[Records excerpted from a collection]
= = = = =
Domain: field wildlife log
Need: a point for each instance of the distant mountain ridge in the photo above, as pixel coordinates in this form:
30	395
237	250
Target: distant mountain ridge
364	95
= = = = =
* **To do**: Give the data again, unchanged in every line.

* **Solution to this exercise**:
Domain: field wildlife log
Need: a point for each instance of the distant mountain ridge in the photo above, as pixel coordinates in this form:
30	395
237	250
Target: distant mountain ridge
364	95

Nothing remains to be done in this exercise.